[Natural language region descriptions]
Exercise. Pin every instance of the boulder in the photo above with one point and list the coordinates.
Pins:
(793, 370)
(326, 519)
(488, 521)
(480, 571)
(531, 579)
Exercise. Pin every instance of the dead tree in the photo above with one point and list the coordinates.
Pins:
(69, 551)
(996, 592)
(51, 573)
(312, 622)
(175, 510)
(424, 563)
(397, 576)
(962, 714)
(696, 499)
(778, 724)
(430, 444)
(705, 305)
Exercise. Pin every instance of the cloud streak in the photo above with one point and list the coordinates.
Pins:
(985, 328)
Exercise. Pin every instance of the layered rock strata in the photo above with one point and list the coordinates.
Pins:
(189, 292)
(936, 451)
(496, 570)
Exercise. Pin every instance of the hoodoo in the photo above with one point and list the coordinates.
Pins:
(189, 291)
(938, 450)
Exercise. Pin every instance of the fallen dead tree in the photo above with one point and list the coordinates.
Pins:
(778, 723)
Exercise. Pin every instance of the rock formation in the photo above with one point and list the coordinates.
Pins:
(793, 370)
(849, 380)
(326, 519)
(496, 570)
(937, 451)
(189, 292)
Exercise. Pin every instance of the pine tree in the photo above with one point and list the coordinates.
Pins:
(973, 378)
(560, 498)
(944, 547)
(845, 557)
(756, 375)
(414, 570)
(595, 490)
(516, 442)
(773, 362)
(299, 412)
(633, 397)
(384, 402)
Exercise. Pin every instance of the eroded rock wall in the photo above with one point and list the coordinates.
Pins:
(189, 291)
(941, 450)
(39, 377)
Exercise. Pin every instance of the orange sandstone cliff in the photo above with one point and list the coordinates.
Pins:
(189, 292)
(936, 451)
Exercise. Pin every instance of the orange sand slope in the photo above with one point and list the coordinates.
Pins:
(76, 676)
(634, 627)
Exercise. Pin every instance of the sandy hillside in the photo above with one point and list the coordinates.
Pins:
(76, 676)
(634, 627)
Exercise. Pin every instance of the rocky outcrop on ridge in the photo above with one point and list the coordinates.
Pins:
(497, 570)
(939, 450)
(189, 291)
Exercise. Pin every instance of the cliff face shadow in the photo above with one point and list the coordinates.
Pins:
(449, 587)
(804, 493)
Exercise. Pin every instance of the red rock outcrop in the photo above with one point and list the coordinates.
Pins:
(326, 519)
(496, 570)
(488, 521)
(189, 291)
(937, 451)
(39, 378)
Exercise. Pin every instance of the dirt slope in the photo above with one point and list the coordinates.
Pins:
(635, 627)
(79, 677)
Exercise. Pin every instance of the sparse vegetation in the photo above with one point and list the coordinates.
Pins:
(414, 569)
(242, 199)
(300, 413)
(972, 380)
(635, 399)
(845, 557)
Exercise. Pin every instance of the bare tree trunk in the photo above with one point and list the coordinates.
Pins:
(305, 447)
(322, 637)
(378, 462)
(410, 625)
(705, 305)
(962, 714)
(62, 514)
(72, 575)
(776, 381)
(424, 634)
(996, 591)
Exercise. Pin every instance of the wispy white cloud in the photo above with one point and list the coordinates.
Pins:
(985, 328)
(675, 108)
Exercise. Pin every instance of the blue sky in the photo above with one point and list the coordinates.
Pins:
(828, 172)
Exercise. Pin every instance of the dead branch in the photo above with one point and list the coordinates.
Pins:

> [Work request]
Read through the data above. Report each line that has the word "tree".

> [Task solution]
Exercise. Pin every instance of the dead tree in the photo above with one point and list the coordinates.
Exercise. Pin every instance of the fallen dead tree in the photo above with one point and list the coordinates.
Exercise. Pin every instance of the pine tree in the photo above with one point and list the coordinates.
Exercise. Pin every instance of the bare tree trunk in the photo above with one point and list the coordinates.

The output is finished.